Work order: The listing below is to be duplicated exactly, with every picture omitted.

Records shown:
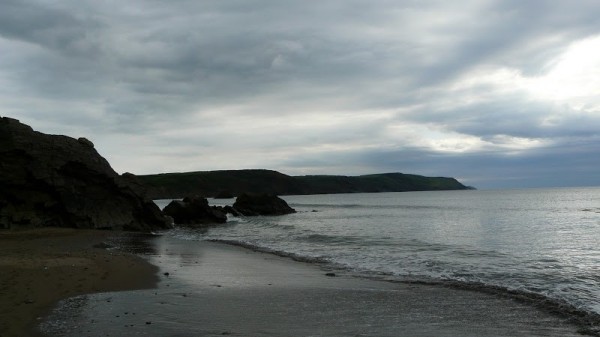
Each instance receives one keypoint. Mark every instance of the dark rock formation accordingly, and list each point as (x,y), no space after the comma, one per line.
(194,211)
(49,180)
(263,204)
(224,195)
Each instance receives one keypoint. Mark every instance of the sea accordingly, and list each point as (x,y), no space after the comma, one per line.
(540,245)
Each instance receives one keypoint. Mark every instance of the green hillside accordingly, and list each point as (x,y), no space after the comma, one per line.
(235,182)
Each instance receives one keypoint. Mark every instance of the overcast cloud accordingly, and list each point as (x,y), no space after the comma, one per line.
(495,93)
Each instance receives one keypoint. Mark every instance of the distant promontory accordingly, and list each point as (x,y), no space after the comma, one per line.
(236,182)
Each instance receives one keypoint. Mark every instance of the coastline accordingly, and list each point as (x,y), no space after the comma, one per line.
(39,267)
(212,289)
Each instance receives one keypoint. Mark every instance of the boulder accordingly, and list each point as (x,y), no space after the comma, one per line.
(261,204)
(51,180)
(194,211)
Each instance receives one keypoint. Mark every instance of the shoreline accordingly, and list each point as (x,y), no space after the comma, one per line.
(212,289)
(40,267)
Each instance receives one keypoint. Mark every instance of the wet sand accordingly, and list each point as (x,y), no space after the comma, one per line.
(40,267)
(212,289)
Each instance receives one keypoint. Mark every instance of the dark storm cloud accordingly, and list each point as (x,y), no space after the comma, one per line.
(342,87)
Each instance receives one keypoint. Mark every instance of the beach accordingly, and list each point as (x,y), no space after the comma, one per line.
(212,289)
(40,267)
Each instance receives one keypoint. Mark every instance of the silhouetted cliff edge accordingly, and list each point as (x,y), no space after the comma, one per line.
(50,180)
(236,182)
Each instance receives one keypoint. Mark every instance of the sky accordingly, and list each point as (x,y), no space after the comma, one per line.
(496,93)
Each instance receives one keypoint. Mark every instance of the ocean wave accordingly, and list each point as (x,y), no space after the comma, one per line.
(587,321)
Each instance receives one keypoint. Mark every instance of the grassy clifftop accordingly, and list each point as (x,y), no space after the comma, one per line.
(235,182)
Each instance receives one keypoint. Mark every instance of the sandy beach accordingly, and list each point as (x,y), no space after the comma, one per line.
(212,289)
(39,267)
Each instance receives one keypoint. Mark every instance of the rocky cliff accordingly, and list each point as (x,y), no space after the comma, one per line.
(50,180)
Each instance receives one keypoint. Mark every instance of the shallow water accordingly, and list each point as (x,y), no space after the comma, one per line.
(214,290)
(540,247)
(539,242)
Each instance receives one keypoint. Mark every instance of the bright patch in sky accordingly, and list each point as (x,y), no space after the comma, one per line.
(573,77)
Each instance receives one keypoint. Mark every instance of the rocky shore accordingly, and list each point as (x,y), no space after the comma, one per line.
(59,181)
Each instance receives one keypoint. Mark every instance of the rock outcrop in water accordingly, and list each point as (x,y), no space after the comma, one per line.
(262,204)
(51,180)
(194,211)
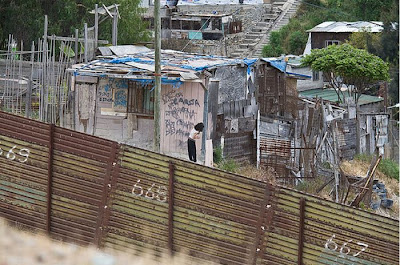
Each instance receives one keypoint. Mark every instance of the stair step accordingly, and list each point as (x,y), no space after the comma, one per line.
(248,40)
(258,29)
(247,45)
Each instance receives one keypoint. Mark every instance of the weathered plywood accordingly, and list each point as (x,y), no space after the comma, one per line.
(181,108)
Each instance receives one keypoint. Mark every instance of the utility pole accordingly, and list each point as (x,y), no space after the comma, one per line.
(157,74)
(96,26)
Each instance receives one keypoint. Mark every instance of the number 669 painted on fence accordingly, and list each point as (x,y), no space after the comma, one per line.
(160,194)
(11,155)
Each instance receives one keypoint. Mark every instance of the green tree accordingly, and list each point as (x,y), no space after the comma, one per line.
(297,42)
(344,64)
(271,51)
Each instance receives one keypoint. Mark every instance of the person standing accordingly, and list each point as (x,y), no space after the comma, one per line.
(193,135)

Answer space:
Each instance receives one keypoint. Mark every instance of the dark rock formation accordingly, and list each point as (x,y), no space after the comma, one per line.
(194,211)
(49,180)
(263,204)
(224,195)
Each instance receives one keypoint. Mark every instance of the sea accordingly, and list each point as (x,y), no space after the comma, one per line.
(540,245)
Each instance receives one keypoint. Mark every instance of the green hillside accordingly, and list each point as (x,y), no space after the comma, one per line.
(235,182)
Each instance receives one keypoint. Mark every instance of the overcast cloud accordingly, and list each point as (x,y), no space after the comma, one per line.
(495,93)
Each instance receives one keypoint. Mark every instance of the distant promontory accordingly, and list each point as (x,y), no space after the comma, one per line.
(236,182)
Each instance receives one keypoint. Mark every instance of the coastline accordingly, and list each point as (x,y), no space after the comma, one per line.
(39,267)
(212,289)
Each instance receives one keypoint. Mark every instance of the boulder accordingly, and list each point as (x,y), no space after the comma, one per line.
(261,204)
(51,180)
(194,211)
Each instance receives one keypoint. Mark every instance of the shoreline accordingly, and list each point as (x,y), no space after the comma, one per line.
(212,289)
(40,267)
Each instance receives one keypoint. Mark every instance of the wet sand accordingly, and list each point as (x,y), no space after the comma, one per line.
(40,267)
(212,289)
Each instance receives one keypoint. Mark every instance of the dark storm cloud accordingly, and list each point as (x,y), no space after the comma, one per line.
(342,87)
Each instance receives one keypoint. Mark every instance of the beach accordingly, and list each point as (x,y), no space after the comma, one per line.
(212,289)
(40,267)
Each instance receives one keypoint. Mark every instance of the silhouetted cliff edge accordingly, and list each point as (x,y), no space after the comma, one per line.
(50,180)
(236,182)
Each instance receives one keypoint. Mark every instance of the sky accordingly, and list each point as (x,y), no space after the comma, one per line.
(496,93)
Each instance receives one keypoint. Mark every instance of the ocean wave accordingly, and list each point as (x,y), no space after the comma, one per line.
(587,321)
Each instance receives one keypoint. Mark every instance of the grassy clifftop accordingly, and list each point as (x,y), no space after the comma, one per line.
(235,182)
Each instance receives one keypoint. Mark every instance of the sandy beach accordingly, and list each point as (x,y), no space after the comma, one per line.
(212,289)
(39,267)
Each instance receives one keypoint. Mark every instance of the rocky cliff accordingly, and list each point as (x,y), no space after the comma, one per line.
(50,180)
Each instance receives one keypoint. Mark every instance of the shallow water accordingly, and list each point as (x,y), no space after the comma, one per line.
(214,290)
(540,247)
(539,242)
Each instance receives one keypoint. Mark every instance of the bright patch in sky accordingly, and list each point as (x,y), no space after the comma, one per line.
(573,77)
Each instance receives one keypoint. Mark every instance of the rocky shore accordingly, and list each point as (x,y), no space after the comma, one per line.
(59,181)
Each instance receives one keypoint. Mark every instance of the rock outcrop in water accordingly, and list each point as (x,y), no space after the comma, one per line.
(262,204)
(51,180)
(194,211)
Each instance receives one keypoint. Mark every instance of the stair step accordingly, and list each point as (x,y), no space after the comma, one per line.
(248,40)
(258,29)
(247,45)
Each instance receives one keypoint. Mark every instance of the weathered plywood accordingly, and list each point as (x,y), no space after the comma, one per line.
(181,108)
Each instance receives one keypoint. Mark every instance of the utility pole accordingly, and list each point as (x,y), no space after the comma, one per line.
(157,74)
(96,26)
Each instance receives one keypoint. Mark every instance of the number 669 painted on fence accordingly, and list each point as (x,y), no space after the comma, one per line.
(160,194)
(11,155)
Each instance receives one keypoint. Mark every instance of the green tree accordingly, and list each point as (x,y), no space after the comma, one per line.
(297,42)
(344,64)
(271,51)
Each instance receives one keypoint. Mark every instance of the person standing accordingly, and list each point as (x,y), no space after the comma, one per line.
(193,135)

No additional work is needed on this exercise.